● **Problema proposto a**:
Stabilisci se le affermazioni seguenti concordano con il testo sull'Università di Padova, rispondendo sì o no e citando alla lettera le parole del testo che lo dimostrano. (i) L'Università di Padova è stata fondata nel 1222. (ii) Il volume per gli 800 anni è stato pubblicato dal Comune di Padova. (iii) Galileo Galilei ha insegnato all'Università di Padova.

● **Testo della pagina**:
****************************************
800 anni UNIPD: Eventi storici

Universa universis Patavina libertas

Così recita il celebre motto dell’Università di Padova, una delle più antiche e prestigiose d’Europa, di cui nel 2022 ricorrono gli 800 anni della fondazione.
Nessun altro aspetto ha caratterizzato più a fondo e più a lungo l’istituzione accademica padovana rispetto alla sua celebre libertas. Dalla fondazione nel 1222 alle dispute accademiche sulla mortalità dell’anima, dagli anni in cui in cattedra sedeva Galileo Galilei ai moti del 1848 sino alla Resistenza, la libertas padovana ha rappresentato un riferimento costante per chiunque abbia corso il pericolo di essere limitato nel corpo quanto nel proprio intelletto.
Nella ricorrenza degli 800 anni dalla sua fondazione, l'Università ha pubblicato un volume che ripercorre i momenti salienti della sua lunga storia; di seguito vengono riportati alcuni eventi di particolare rilevanza.
****************************************
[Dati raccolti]
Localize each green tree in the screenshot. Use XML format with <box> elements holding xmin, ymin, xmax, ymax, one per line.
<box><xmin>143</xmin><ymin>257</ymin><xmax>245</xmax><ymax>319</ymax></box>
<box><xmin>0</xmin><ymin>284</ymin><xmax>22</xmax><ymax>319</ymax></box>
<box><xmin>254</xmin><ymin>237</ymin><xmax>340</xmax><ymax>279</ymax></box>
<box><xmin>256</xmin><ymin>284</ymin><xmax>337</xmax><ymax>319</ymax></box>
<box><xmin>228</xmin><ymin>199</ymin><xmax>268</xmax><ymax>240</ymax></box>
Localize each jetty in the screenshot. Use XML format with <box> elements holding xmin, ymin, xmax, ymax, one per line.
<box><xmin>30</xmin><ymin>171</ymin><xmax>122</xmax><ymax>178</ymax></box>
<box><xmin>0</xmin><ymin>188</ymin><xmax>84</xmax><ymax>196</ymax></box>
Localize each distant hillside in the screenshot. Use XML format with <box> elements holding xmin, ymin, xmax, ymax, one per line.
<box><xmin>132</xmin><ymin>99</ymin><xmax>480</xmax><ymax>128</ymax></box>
****************************************
● **Problema proposto b**:
Trascrivi di nuovo le righe dell'elenco, richieste comprese, a partire dalla riga che contiene "Localize each distant" e fino alla fine dell'elenco. Trasla ogni coordinata dei riquadri nelle risposte aggiungendole 93.

● **Risposta esercizio a**:
(i) Sì: "Dalla fondazione nel 1222".
(ii) No: "l'Università ha pubblicato un volume che ripercorre i momenti salienti della sua lunga storia".
(iii) Sì: "dagli anni in cui in cattedra sedeva Galileo Galilei".

● **Risposta esercizio b**:
Localize each distant hillside in the screenshot. Use XML format with <box> elements holding xmin, ymin, xmax, ymax, one per line.
<box><xmin>225</xmin><ymin>192</ymin><xmax>573</xmax><ymax>221</ymax></box>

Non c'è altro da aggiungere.